EXERCISE TASK:
Reproduce the material verbatim, starting with the line that contains "twig using the picture above." and continuing through the final line of the material, both ends included.

INPUT FOR THIS TASK:
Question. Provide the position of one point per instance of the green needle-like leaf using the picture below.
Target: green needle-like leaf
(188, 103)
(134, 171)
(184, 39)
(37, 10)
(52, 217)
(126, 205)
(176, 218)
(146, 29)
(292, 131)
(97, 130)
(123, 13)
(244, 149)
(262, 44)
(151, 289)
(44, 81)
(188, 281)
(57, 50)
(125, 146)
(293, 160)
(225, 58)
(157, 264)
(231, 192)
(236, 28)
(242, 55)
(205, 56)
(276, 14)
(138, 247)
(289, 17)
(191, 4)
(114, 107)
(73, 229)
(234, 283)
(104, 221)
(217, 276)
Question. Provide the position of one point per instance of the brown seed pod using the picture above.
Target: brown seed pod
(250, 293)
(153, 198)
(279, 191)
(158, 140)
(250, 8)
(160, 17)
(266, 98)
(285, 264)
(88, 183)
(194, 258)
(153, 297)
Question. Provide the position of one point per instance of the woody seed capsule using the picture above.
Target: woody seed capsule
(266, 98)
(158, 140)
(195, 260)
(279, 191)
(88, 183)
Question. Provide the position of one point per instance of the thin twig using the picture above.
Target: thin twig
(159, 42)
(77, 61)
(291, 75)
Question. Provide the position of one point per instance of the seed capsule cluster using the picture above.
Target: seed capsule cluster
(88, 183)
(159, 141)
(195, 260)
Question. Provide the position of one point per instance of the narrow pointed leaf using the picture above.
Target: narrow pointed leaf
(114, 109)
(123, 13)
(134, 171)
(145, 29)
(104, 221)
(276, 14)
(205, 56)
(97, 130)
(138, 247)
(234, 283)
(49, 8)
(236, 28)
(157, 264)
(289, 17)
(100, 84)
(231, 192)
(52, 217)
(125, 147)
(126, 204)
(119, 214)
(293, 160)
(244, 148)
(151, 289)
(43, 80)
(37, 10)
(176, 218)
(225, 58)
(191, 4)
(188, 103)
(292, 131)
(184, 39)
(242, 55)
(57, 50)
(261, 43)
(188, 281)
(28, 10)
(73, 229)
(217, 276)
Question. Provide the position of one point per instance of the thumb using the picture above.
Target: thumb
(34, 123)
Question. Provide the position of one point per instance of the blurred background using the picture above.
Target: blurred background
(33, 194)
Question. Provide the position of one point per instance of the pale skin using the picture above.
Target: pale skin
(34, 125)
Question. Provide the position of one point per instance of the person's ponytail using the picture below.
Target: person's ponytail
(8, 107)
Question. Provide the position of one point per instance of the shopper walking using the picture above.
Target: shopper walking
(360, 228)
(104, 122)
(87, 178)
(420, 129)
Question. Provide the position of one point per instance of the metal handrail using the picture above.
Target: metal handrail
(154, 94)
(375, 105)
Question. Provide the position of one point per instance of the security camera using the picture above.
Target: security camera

EXERCISE ANSWER:
Question. Provide the position of one point per instance of the thin twig using the picture above.
Target: thin twig
(159, 42)
(77, 61)
(291, 75)
Question. Provide the position of one point per instance of the seed capsule cluster using the picture above.
Target: seed capsule cluster
(88, 183)
(159, 141)
(195, 260)
Question. Provide the position of one point per instance of the narrow pointed leaf using the picture above.
Target: narrow pointed leaf
(114, 109)
(123, 13)
(134, 171)
(145, 29)
(104, 221)
(276, 14)
(205, 56)
(97, 130)
(138, 247)
(234, 283)
(49, 8)
(236, 28)
(157, 264)
(289, 17)
(100, 84)
(231, 192)
(52, 217)
(125, 147)
(126, 204)
(119, 214)
(293, 160)
(244, 148)
(151, 289)
(43, 80)
(37, 10)
(176, 218)
(225, 58)
(191, 4)
(188, 103)
(292, 131)
(184, 39)
(242, 55)
(57, 50)
(261, 43)
(188, 281)
(28, 10)
(73, 229)
(217, 276)
Question. Provide the position of one point per instance of the thumb using the picture above.
Target: thumb
(34, 123)
Question. Provide the position of one point per instance of the blurred background using the picture above.
Target: blurred background
(33, 194)
Question. Provide the position of one point per instance of the pale skin using the picture above.
Target: pale skin
(34, 125)
Question. Provide the position of one point per instance of the person's ponytail using the picture below.
Target: person's ponytail
(8, 107)
Question. Provide the position of one point per instance of the shopper walking using the picture above.
Target: shopper walking
(360, 228)
(104, 122)
(87, 178)
(420, 129)
Question. Provide the position of one point per instance of the metal handrail using the picture above.
Target: metal handrail
(154, 94)
(375, 105)
Question. Provide the position of one point per instance of the security camera using the picture above.
Target: security camera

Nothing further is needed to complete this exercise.